• [WHAT THIS EXERCISE ASKS]
**1)** Please copy word for word the part of the file-transfer thread starting with "Your file can" and going on through "(1 May 2009)".
**2)** In the file-transfer thread, between which two cities did PMedMoe transfer a file?

• [READING PASSAGE]

# File transfer between CFRCs



## hanson1636 (30 Apr 2009)

I was wondering if anyone could tell me what happens if someone has to move out of province midway through their application process? Would a new application have to be started or how might this work? I tried searching the forum for anything close to this but couldnt' find anything, any help or a link to a answer would be greatly appreciated.


----------



## George Wallace (30 Apr 2009)

Good question, and one that I am positive has been answered before, but I can't find it either.

If you are relocating during the application process, let the CFRC Det know your new address and contact numbers, and ask them if there is another CFRC Det at your new location.  If there is, they should be able to transfer your file.  If there isn't, then you may be stuck with doing all your processing "long distance".

Go to your CFRC and talk to them about it and find out what they can do for you.


Now, I hope you were not talking about moving across town, as opposed to another city/town.  If you are only moving across town, all you have to do is ensure your CFRC has your new address and contact numbers.


----------



## hanson1636 (30 Apr 2009)

Thankyou for the answer, I am scheduled for my interview and medical on Monday and I'll ask about that situation then. I just didnt' want to go in on Monday blind to the situation. And its definitly not just moving across town, that'd be too easy for this, I'm caught up in the Alberta oilfield and have no work which is fine because I already started my CF application, now i'm going to end up moving back to New Brunswick by the end of June.


----------



## ComdCFRG (30 Apr 2009)

Your file can be transferred without having to start from scratch.  Make sure you let the current location know what is going on and when.  They will confirm how much they can do with you before you leave and then which would be the closest recruiting location in NB.  Once you get there, make contact and you should be able to pick up from where you left off.

MKO


----------



## PMedMoe (1 May 2009)

I had no problem transferring my file from Halifax to Moncton.  Of course, that was over 20 years ago..... :-\


----------



## nickinguelph (3 May 2009)

I have moved twice since I started my application, from Ottawa to Thompson, MB, then to Guelph.

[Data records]

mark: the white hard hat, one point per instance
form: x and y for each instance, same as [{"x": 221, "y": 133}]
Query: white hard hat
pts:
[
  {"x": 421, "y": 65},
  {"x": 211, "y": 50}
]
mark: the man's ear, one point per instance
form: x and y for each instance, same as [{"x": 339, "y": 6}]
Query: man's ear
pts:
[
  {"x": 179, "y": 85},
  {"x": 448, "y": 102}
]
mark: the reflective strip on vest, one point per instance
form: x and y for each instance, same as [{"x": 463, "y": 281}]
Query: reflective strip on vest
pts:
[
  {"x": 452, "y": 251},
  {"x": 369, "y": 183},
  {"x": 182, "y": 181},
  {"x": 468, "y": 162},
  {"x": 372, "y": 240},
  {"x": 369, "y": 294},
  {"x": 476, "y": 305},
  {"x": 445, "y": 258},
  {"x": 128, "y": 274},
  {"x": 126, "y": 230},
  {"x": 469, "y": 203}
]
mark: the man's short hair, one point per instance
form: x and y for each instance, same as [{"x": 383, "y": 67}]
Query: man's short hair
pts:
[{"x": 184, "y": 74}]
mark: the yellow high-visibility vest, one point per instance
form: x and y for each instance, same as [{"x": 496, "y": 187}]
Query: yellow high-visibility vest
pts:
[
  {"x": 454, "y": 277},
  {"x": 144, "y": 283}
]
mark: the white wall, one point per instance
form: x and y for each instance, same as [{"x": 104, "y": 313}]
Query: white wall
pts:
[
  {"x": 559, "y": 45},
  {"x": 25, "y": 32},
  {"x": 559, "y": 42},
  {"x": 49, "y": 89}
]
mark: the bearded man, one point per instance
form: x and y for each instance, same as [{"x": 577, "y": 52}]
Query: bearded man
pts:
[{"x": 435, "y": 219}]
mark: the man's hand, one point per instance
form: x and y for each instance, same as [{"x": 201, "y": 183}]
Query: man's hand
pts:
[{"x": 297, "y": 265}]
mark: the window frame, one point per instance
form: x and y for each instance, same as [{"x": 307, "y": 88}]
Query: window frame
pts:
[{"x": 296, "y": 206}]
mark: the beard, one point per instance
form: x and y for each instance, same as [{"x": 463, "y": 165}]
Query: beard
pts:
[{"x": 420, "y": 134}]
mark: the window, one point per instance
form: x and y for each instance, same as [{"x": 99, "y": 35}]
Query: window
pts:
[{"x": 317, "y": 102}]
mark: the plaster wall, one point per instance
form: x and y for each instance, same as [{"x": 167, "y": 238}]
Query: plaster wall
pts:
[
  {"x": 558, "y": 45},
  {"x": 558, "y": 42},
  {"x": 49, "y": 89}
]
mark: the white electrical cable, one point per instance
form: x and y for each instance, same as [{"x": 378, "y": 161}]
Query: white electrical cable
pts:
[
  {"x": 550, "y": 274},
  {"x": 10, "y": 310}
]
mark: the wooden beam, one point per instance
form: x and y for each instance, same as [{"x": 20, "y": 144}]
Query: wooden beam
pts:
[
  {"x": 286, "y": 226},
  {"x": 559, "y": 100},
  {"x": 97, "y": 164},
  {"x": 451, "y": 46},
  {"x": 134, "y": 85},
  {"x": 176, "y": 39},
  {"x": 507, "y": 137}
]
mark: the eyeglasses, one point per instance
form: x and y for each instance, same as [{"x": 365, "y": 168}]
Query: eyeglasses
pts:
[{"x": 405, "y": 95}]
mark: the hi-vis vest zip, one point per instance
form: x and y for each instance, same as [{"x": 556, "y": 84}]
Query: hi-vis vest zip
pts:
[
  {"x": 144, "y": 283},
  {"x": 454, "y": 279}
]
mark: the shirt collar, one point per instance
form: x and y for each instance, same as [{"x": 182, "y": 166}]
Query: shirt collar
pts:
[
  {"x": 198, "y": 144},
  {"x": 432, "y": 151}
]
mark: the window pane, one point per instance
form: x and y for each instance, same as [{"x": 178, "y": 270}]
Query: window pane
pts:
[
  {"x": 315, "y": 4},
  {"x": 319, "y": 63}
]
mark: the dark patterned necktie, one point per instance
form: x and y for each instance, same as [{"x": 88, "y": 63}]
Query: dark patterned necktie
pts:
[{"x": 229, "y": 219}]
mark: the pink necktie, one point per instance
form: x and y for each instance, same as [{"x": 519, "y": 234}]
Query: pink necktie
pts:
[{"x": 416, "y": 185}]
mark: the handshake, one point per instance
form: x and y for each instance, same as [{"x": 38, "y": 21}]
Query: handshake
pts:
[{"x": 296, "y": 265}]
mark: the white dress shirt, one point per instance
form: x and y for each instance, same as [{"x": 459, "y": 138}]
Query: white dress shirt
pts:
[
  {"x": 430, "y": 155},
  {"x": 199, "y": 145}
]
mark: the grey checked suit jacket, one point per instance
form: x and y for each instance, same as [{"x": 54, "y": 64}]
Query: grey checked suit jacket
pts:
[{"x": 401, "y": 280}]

• [TASK RESULTS]
**1)**
Your file can be transferred without having to start from scratch.  Make sure you let the current location know what is going on and when.  They will confirm how much they can do with you before you leave and then which would be the closest recruiting location in NB.  Once you get there, make contact and you should be able to pick up from where you left off.

MKO


----------



## PMedMoe (1 May 2009)

**2)** From Halifax to Moncton.